* Yapılacak İş
Kaba kuvvet ve gazeteci ahlakı üzerine aşağıdaki yazıyı, gösterilen son cümlenin ardından sürdürün.

Son cümle vurucudur: “İnsan haklarını kaba kuvvetten ayıracak yöneticileriniz yoksa gerçek bir ulus olamazsınız”. Bunu gazeteler için de  onaylayabiliriz.

Kaba kuvvet, kendinden başka kuş tanımayan güç,  fikir anlatımına kapalı sistemler yaratır. Onlar merakı boğar. Cesareti küstahlık sayar. Adalete aldırmaz. Dostluğu sadece kendine benzeyene verilecek bir değer olarak görür. Kadını aşağılar, böylece erkek egemen akıl anlayışını yüceltir.

Totaliter hareketlerin benzersiz yanı, yandaşlarını fiilen kaynaştırma konusunda  onları liderin uygun gördüğü amaçlar uğruna seferber edilmelerini sağlayan mutlak yükümlülük ve ahlaki kayıtsızlık durumuna getirme becerileri. Fanatik coşkularının  boyunduruğu altındaki insanlar, hareketin dışındaki herkesin ve her şeyin, yok edilmeye değilse bile, ancak aşağılanmaya layık görüleceği bir dünyanın esiri olurlar. Bir militan bunu yapabilir ama gazeteci ahlakı bunu yasaklar.

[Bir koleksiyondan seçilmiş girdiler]
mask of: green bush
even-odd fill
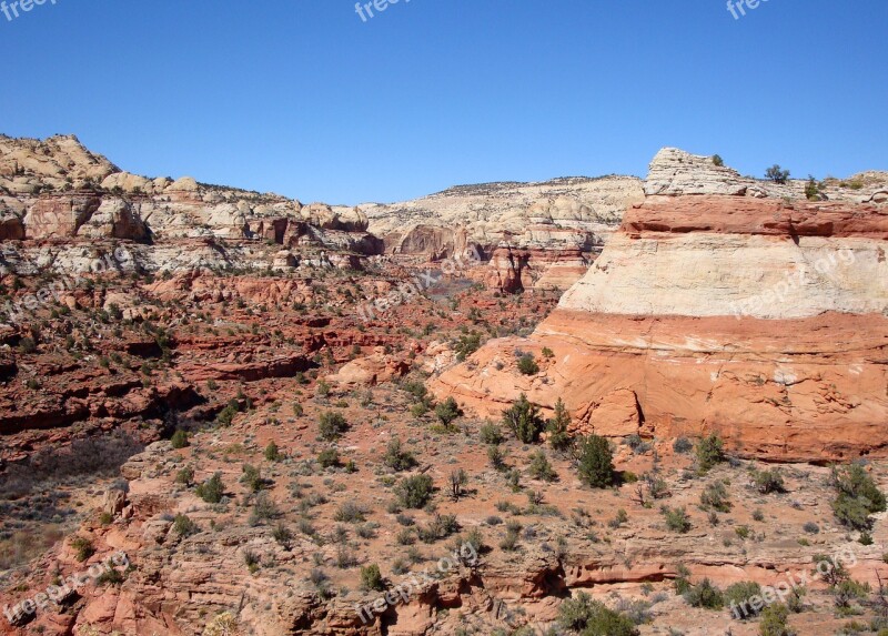
[[[487,461],[491,462],[496,471],[502,471],[506,467],[506,455],[500,446],[487,446]]]
[[[789,609],[783,603],[768,605],[761,612],[761,623],[758,624],[760,636],[795,636],[795,632],[789,629],[787,620]]]
[[[396,472],[408,471],[416,465],[416,458],[403,448],[400,437],[392,437],[385,450],[383,464]]]
[[[539,365],[536,364],[533,354],[526,353],[518,359],[518,371],[522,375],[536,375],[539,373]]]
[[[279,462],[283,458],[280,448],[278,448],[278,444],[275,444],[273,440],[265,446],[265,458],[269,462]]]
[[[444,426],[450,426],[463,412],[453,397],[447,397],[444,402],[435,406],[435,415]]]
[[[753,473],[753,483],[756,489],[763,495],[770,493],[783,493],[786,487],[784,485],[784,476],[780,474],[779,468],[770,471],[755,471]]]
[[[342,413],[326,411],[321,414],[321,420],[317,424],[317,432],[320,433],[321,437],[327,442],[337,440],[347,430],[349,423],[345,422],[345,417],[342,415]]]
[[[531,465],[527,472],[534,479],[542,479],[544,482],[554,482],[558,478],[558,474],[546,457],[543,451],[537,451],[531,455]]]
[[[503,424],[525,444],[539,441],[539,434],[545,428],[545,422],[539,416],[539,408],[531,404],[527,396],[522,393],[517,402],[503,412]]]
[[[765,178],[775,183],[786,183],[786,180],[789,179],[789,171],[780,169],[780,166],[775,163],[765,171]]]
[[[606,488],[614,483],[614,454],[604,437],[589,435],[578,445],[579,479],[593,488]]]
[[[188,433],[182,431],[181,428],[173,433],[173,436],[170,437],[170,443],[173,445],[173,448],[184,448],[188,446]]]
[[[241,483],[246,486],[246,489],[251,493],[258,493],[265,487],[265,479],[262,478],[262,472],[252,464],[243,465]]]
[[[395,486],[395,496],[405,508],[422,508],[432,497],[432,477],[428,475],[404,477]]]
[[[175,519],[173,519],[173,531],[179,536],[191,536],[196,534],[199,531],[198,524],[191,521],[188,515],[183,515],[179,513],[175,515]]]
[[[719,513],[730,512],[731,504],[725,484],[723,482],[707,484],[700,493],[700,505],[706,509],[713,508]]]
[[[340,452],[335,448],[324,448],[317,454],[317,463],[322,468],[332,468],[340,465]]]
[[[382,592],[385,589],[379,565],[374,563],[361,568],[361,587],[373,592]]]
[[[567,413],[567,407],[564,401],[558,397],[555,403],[555,415],[546,424],[546,440],[549,446],[556,451],[564,451],[571,445],[571,435],[567,434],[567,428],[571,426],[571,414]]]
[[[737,620],[756,616],[761,607],[758,603],[754,606],[751,598],[761,597],[761,586],[751,581],[735,583],[725,590],[725,605],[730,607]]]
[[[697,467],[702,473],[708,472],[709,468],[724,461],[725,450],[717,433],[713,433],[699,441],[697,444]]]
[[[501,444],[503,442],[503,430],[496,424],[484,424],[478,431],[478,436],[484,444]]]
[[[221,502],[224,492],[225,487],[222,485],[222,473],[215,473],[194,489],[194,494],[208,504],[218,504]]]
[[[704,607],[706,609],[722,609],[725,606],[725,597],[708,578],[704,578],[699,585],[694,585],[685,592],[685,600],[692,607]]]
[[[77,561],[80,563],[83,563],[93,554],[95,554],[95,548],[93,547],[92,542],[82,536],[72,538],[71,547],[74,548],[74,558],[77,558]]]
[[[558,607],[558,625],[583,636],[637,636],[633,622],[585,592]]]
[[[817,186],[817,180],[814,176],[808,176],[808,182],[805,184],[805,196],[809,201],[818,201],[820,199],[820,189]]]
[[[666,519],[666,527],[678,534],[687,534],[690,532],[690,519],[687,516],[685,508],[669,508],[663,506],[660,513]]]
[[[838,491],[833,512],[841,524],[854,529],[868,529],[872,524],[869,515],[885,512],[885,494],[860,464],[834,467],[831,482]]]
[[[194,468],[185,466],[175,474],[175,483],[190,486],[194,482]]]

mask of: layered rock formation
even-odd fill
[[[571,178],[462,185],[361,210],[389,254],[441,260],[477,250],[492,266],[475,277],[503,291],[565,290],[643,196],[633,176]]]
[[[488,343],[436,392],[494,416],[521,392],[562,397],[583,432],[717,431],[769,460],[888,454],[888,208],[710,165],[660,152],[645,202],[534,335]]]
[[[201,184],[190,176],[122,172],[75,137],[0,137],[0,240],[28,242],[7,245],[11,261],[40,260],[36,242],[97,245],[117,239],[145,245],[132,248],[145,271],[176,270],[193,255],[190,242],[221,240],[230,243],[216,242],[201,266],[289,269],[304,260],[355,267],[355,259],[382,251],[382,242],[366,229],[366,215],[354,209],[303,206],[276,194]],[[274,252],[260,254],[251,242],[295,250],[304,259],[275,260]],[[327,251],[347,254],[333,258]]]

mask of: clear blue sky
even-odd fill
[[[9,3],[10,0],[7,0]],[[0,132],[303,202],[644,175],[888,170],[888,2],[56,0],[0,13]]]

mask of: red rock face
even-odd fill
[[[566,290],[583,277],[589,259],[579,249],[497,248],[484,283],[506,293],[531,289]]]
[[[438,377],[434,391],[493,417],[521,393],[546,408],[561,397],[577,433],[669,438],[717,431],[736,452],[775,461],[888,455],[888,316],[872,309],[888,306],[886,222],[888,212],[868,204],[650,198],[626,214],[623,238],[602,254],[604,265],[596,263],[533,336],[488,343]],[[743,271],[713,275],[712,253],[688,250],[682,265],[686,243],[673,244],[677,234],[685,242],[696,238],[707,253],[712,245],[716,258],[718,250],[736,256],[748,243],[749,259]],[[872,255],[835,276],[836,289],[850,290],[837,310],[819,311],[807,297],[834,293],[830,281],[794,290],[787,306],[776,303],[765,316],[770,320],[743,311],[712,315],[706,293],[687,296],[688,285],[709,285],[718,306],[751,306],[729,305],[725,289],[764,281],[761,254],[773,256],[769,275],[784,260],[790,271],[805,255],[806,236],[818,250],[852,245]],[[670,260],[657,260],[669,250]],[[704,300],[695,305],[698,296]],[[544,347],[554,356],[544,357]],[[515,350],[534,352],[541,373],[518,374]]]
[[[626,212],[620,230],[647,233],[706,232],[766,236],[861,238],[888,241],[884,205],[791,203],[744,196],[652,196]]]

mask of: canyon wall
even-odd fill
[[[576,432],[716,431],[775,461],[888,454],[888,206],[879,184],[817,201],[797,188],[660,152],[644,203],[557,310],[435,392],[493,417],[519,393],[561,397]]]

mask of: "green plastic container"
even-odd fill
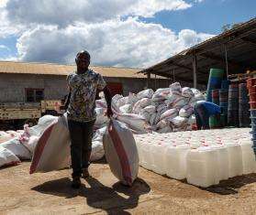
[[[210,129],[214,129],[214,128],[219,128],[220,126],[220,121],[219,119],[217,119],[216,116],[212,115],[209,118],[209,126]]]

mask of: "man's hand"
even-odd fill
[[[106,115],[108,118],[110,118],[111,116],[113,116],[113,112],[112,112],[112,109],[110,107],[108,107],[106,109]]]

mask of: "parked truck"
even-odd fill
[[[42,100],[40,102],[0,102],[0,130],[19,129],[24,124],[35,124],[45,114],[60,115],[61,100]]]

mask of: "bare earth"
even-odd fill
[[[256,174],[202,189],[139,169],[130,188],[106,164],[93,164],[80,190],[70,188],[71,170],[28,174],[30,163],[0,169],[2,214],[255,214]]]

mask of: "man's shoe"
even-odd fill
[[[72,188],[79,188],[81,187],[81,180],[80,177],[72,178]]]
[[[83,168],[83,177],[85,179],[85,178],[87,178],[88,177],[90,177],[88,168]]]

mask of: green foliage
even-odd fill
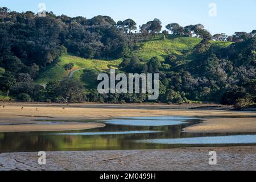
[[[0,67],[0,77],[5,72],[5,69],[3,68]]]
[[[30,96],[28,94],[25,93],[21,93],[19,94],[17,96],[16,98],[19,101],[23,102],[30,102],[31,101],[31,98],[30,97]]]
[[[71,55],[65,55],[61,56],[51,65],[40,71],[36,82],[46,84],[50,81],[60,81],[69,76],[69,72],[65,70],[65,65],[73,64],[73,69],[96,70],[99,72],[108,71],[110,68],[118,68],[121,60],[92,60],[79,57]],[[73,76],[80,79],[83,74],[82,70],[75,72]]]
[[[73,67],[74,67],[74,63],[69,63],[64,65],[64,68],[65,71],[71,70],[73,69]]]

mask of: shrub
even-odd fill
[[[21,93],[17,96],[17,99],[23,102],[30,102],[31,101],[31,97],[26,93]]]

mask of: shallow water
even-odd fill
[[[251,144],[256,143],[256,135],[195,137],[181,139],[159,139],[138,140],[138,143],[160,144]]]
[[[3,133],[0,133],[0,152],[163,149],[256,144],[256,134],[182,132],[183,129],[199,123],[201,119],[179,117],[122,118],[96,121],[106,124],[106,127],[88,130]]]

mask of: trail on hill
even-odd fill
[[[70,73],[69,75],[68,76],[68,78],[71,78],[73,77],[73,75],[74,75],[74,73],[76,72],[80,71],[80,70],[83,70],[86,69],[86,68],[81,68],[81,69],[76,69],[76,70],[74,70],[73,71],[72,71]]]

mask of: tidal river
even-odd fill
[[[84,131],[0,133],[0,152],[163,149],[256,145],[256,134],[195,134],[183,129],[203,118],[156,117],[97,121],[106,127]],[[84,122],[91,121],[82,121]]]

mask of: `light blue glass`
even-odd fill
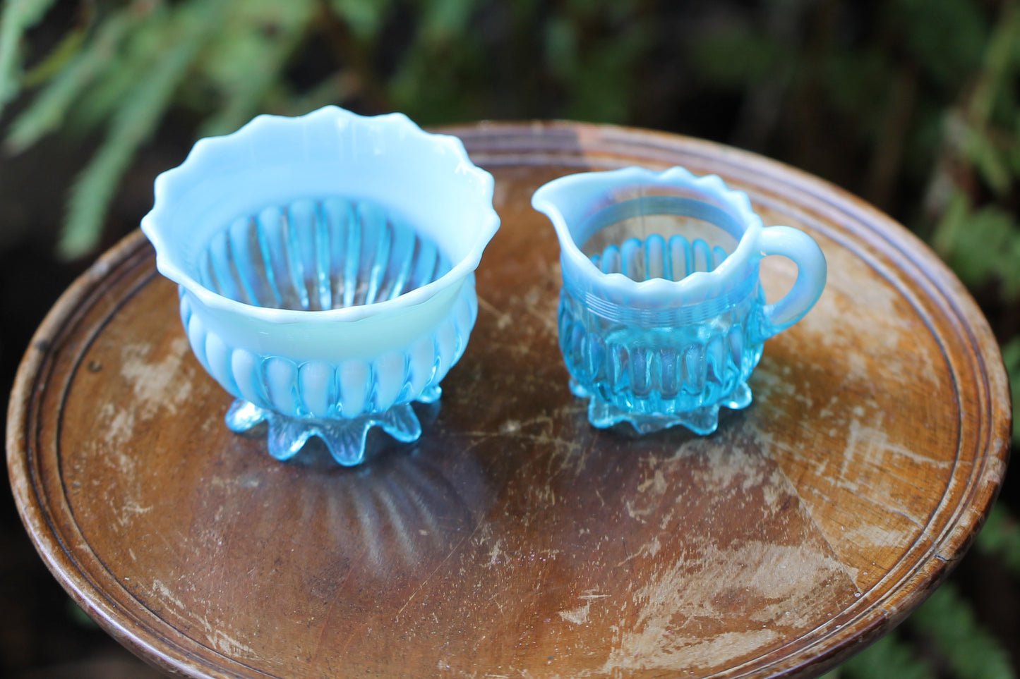
[[[825,286],[818,245],[789,226],[765,227],[747,195],[718,176],[582,172],[545,185],[531,204],[560,241],[560,349],[600,428],[715,431],[720,407],[751,403],[748,377],[765,340]],[[798,265],[775,304],[759,279],[766,255]]]
[[[280,460],[317,436],[343,465],[373,426],[415,440],[411,403],[440,398],[474,325],[493,188],[458,139],[335,106],[259,116],[159,175],[142,230],[237,399],[227,426],[268,422]]]

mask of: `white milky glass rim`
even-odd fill
[[[586,192],[593,187],[598,188],[605,198],[614,189],[628,189],[641,185],[695,190],[721,201],[734,213],[733,218],[744,227],[744,233],[737,240],[736,248],[714,270],[696,271],[679,280],[649,278],[638,281],[619,272],[604,273],[581,252],[563,217],[560,205],[573,200],[572,194],[578,193],[581,189]],[[748,195],[743,191],[730,189],[717,174],[697,176],[679,166],[661,172],[644,167],[624,167],[617,170],[568,174],[553,179],[534,192],[531,197],[531,207],[546,214],[553,222],[560,241],[561,256],[566,258],[566,263],[592,281],[597,281],[600,289],[609,293],[655,298],[662,295],[682,295],[686,299],[691,299],[692,295],[710,295],[719,290],[720,282],[728,281],[733,276],[743,277],[745,272],[742,267],[751,257],[761,254],[758,250],[758,234],[764,228],[764,223],[751,207]]]
[[[178,266],[170,257],[166,256],[167,248],[164,244],[173,238],[172,233],[164,232],[160,227],[161,223],[169,222],[169,213],[173,210],[173,202],[168,200],[167,196],[187,191],[193,185],[195,175],[201,175],[204,172],[204,166],[212,159],[220,154],[253,156],[252,149],[258,144],[259,137],[274,135],[276,125],[301,125],[307,130],[307,128],[316,124],[322,125],[324,123],[328,125],[333,122],[341,121],[373,130],[386,128],[388,133],[392,133],[398,139],[407,135],[413,135],[426,140],[440,151],[453,152],[454,157],[457,159],[456,166],[437,168],[438,171],[449,169],[451,181],[469,181],[476,185],[476,200],[484,218],[479,221],[476,228],[472,231],[474,242],[467,254],[457,262],[451,261],[451,269],[444,275],[420,288],[382,302],[316,311],[277,309],[239,302],[214,293],[190,275],[185,267]],[[259,115],[230,135],[200,139],[195,143],[188,157],[181,165],[168,169],[156,177],[154,204],[148,214],[142,218],[141,226],[142,231],[156,250],[156,269],[165,277],[183,285],[206,307],[230,311],[271,323],[300,323],[312,320],[313,318],[323,321],[356,321],[422,304],[474,271],[481,261],[481,254],[486,246],[489,245],[489,242],[496,234],[500,226],[500,217],[493,208],[495,184],[492,174],[471,162],[467,151],[464,149],[464,144],[457,137],[426,133],[403,113],[366,116],[352,113],[338,106],[324,106],[311,113],[297,117]],[[326,197],[296,196],[295,198],[320,199]],[[357,196],[340,196],[340,198],[352,201],[359,200]],[[413,227],[413,215],[409,215],[409,217],[412,220],[410,225]],[[226,228],[228,225],[228,223],[224,223],[223,227]]]

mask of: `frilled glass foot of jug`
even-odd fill
[[[683,425],[696,434],[705,436],[719,426],[719,408],[743,410],[751,405],[751,387],[747,382],[741,382],[725,399],[711,406],[702,406],[694,410],[673,413],[671,415],[643,415],[630,410],[617,408],[599,397],[591,394],[577,380],[570,380],[570,390],[580,399],[590,399],[588,404],[588,420],[592,426],[608,429],[621,422],[628,422],[640,434],[653,433]]]
[[[417,401],[435,403],[443,394],[436,386],[422,393]],[[379,427],[402,443],[410,443],[421,435],[421,423],[411,404],[401,404],[382,413],[372,413],[348,420],[289,417],[250,401],[237,399],[226,413],[226,426],[238,433],[248,431],[262,422],[268,424],[266,445],[269,455],[280,461],[290,460],[313,436],[325,443],[329,455],[341,465],[351,467],[365,460],[368,431]]]

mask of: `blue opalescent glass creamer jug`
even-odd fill
[[[796,228],[764,226],[747,194],[715,175],[582,172],[543,186],[531,205],[560,241],[560,349],[596,427],[715,431],[721,406],[751,403],[747,380],[765,340],[800,320],[825,286],[818,245]],[[775,304],[759,279],[767,255],[798,266]]]
[[[142,230],[237,399],[227,426],[268,421],[278,459],[318,436],[344,465],[370,427],[416,439],[410,404],[439,399],[474,325],[493,188],[457,138],[336,106],[260,115],[160,174]]]

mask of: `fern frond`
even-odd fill
[[[136,9],[138,4],[142,6]],[[64,125],[68,132],[84,135],[108,123],[132,89],[145,80],[163,52],[173,45],[181,10],[173,11],[166,3],[158,1],[145,3],[143,0],[135,5],[129,11],[136,14],[136,22],[128,32],[118,54],[95,86],[86,89],[68,109]]]
[[[875,641],[868,648],[844,663],[840,677],[846,679],[931,679],[931,668],[914,658],[910,646],[894,632]]]
[[[144,142],[155,132],[170,98],[218,25],[223,1],[192,0],[177,10],[174,41],[116,110],[106,138],[71,188],[67,218],[57,254],[80,257],[95,248],[103,219],[124,170]]]
[[[1017,363],[1020,363],[1020,341],[1015,340],[1011,344],[1018,359]],[[1005,355],[1006,352],[1003,353]],[[1017,521],[1003,504],[1000,503],[991,508],[988,520],[984,522],[984,528],[977,536],[977,549],[987,555],[999,557],[1006,562],[1006,566],[1013,573],[1020,576],[1020,521]]]
[[[939,587],[908,623],[934,639],[960,679],[1016,679],[1009,655],[977,624],[974,611],[952,583]]]
[[[107,19],[85,47],[11,123],[5,145],[20,153],[60,126],[74,100],[109,66],[138,14],[121,11]]]
[[[0,111],[20,89],[18,47],[24,32],[36,25],[54,0],[6,0],[0,12]]]
[[[301,44],[314,9],[311,2],[292,0],[286,5],[271,4],[266,9],[245,5],[241,11],[247,15],[228,17],[235,31],[219,36],[206,55],[207,70],[225,94],[225,102],[203,122],[200,137],[232,133],[258,112]],[[258,30],[258,25],[266,23],[275,27],[272,35]]]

* Beklenen Çıktı
Fikir üretimi ve anlama yetileri  mutlak anlamlar içeremez. Demir Ökçe sahipleri için mutlak olan yeterlidir. Oysa  fikrin anlatımında , söylenen her hangi bir şeyde şöyle ya da böyle bir anlam kendini gösterir. Gel gelelim anlatımın gerçek anlamı şu ya da bu anlam değildir. Bunun  ilk nedeni dilin, doğası gereği, çoğul- anlatımlı oluşudur.

Bunu ifade ederek,  kamış kaleme “çift dilli” diyen ve onu aksak olarak tanımlayan Mesnevi  bu çoğul-anlatımın peşine düşmüştür. İdeolojik düşüncede çoğul anlatım yoktur. O bir asker mantığıyla ilerler. Uygun adım yürür ve hep aynı yere basar.

Havel ünlü Tvar dergisinde yaşadıklarını anlatırken içinde bir “parti grubu” barındıran Tvar dergisinden ayrılanların tamamının yazar olmasının bir tesadüf olmadığını söyler:

“ Hepsinin yazar, yani bağımsızlıklarını koruyan, kendine özgü insanlar olması bir raslantı değildi.”

Kendine özgü  olan ve düşünce üretimini bu özgünlükte yapanların  genel geçer değerler/ zamanlarda anlaşılması zordur.

Gazeteci olmak yazar olmaktan zor koşulları içerir. Keyfi yorum yapmak ahlaka aykırıdır çünkü haberi çarpıtır.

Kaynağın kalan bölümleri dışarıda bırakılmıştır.